(Items listed in a dataset)
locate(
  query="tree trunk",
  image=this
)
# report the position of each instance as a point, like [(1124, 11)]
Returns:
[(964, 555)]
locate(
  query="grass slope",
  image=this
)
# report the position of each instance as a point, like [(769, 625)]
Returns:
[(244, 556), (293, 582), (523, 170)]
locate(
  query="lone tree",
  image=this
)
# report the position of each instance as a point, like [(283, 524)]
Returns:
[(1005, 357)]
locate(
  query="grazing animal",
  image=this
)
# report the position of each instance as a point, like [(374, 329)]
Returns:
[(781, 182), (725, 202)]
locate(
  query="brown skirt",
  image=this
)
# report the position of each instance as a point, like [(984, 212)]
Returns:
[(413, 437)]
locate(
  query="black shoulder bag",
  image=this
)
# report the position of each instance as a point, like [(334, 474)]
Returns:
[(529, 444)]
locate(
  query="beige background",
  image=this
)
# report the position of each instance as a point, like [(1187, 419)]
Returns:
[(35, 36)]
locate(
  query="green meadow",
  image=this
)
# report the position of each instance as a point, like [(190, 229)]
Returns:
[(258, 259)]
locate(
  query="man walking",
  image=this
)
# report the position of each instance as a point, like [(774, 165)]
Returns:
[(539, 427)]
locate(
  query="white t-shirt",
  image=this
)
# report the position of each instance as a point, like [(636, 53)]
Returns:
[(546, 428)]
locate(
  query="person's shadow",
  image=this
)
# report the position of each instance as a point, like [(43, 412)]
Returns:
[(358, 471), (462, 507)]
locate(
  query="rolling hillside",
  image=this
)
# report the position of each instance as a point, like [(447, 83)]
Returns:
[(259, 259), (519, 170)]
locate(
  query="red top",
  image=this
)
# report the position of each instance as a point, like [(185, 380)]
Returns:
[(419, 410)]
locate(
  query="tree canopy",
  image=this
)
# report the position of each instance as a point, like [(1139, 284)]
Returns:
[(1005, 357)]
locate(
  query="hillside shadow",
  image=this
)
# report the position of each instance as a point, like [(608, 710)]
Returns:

Stated goal:
Identify every line in the records above that contains the string "shadow", matching case exactly, and copy each of those lines.

Full solution:
  query="person's shadow",
  query="hillside shadow",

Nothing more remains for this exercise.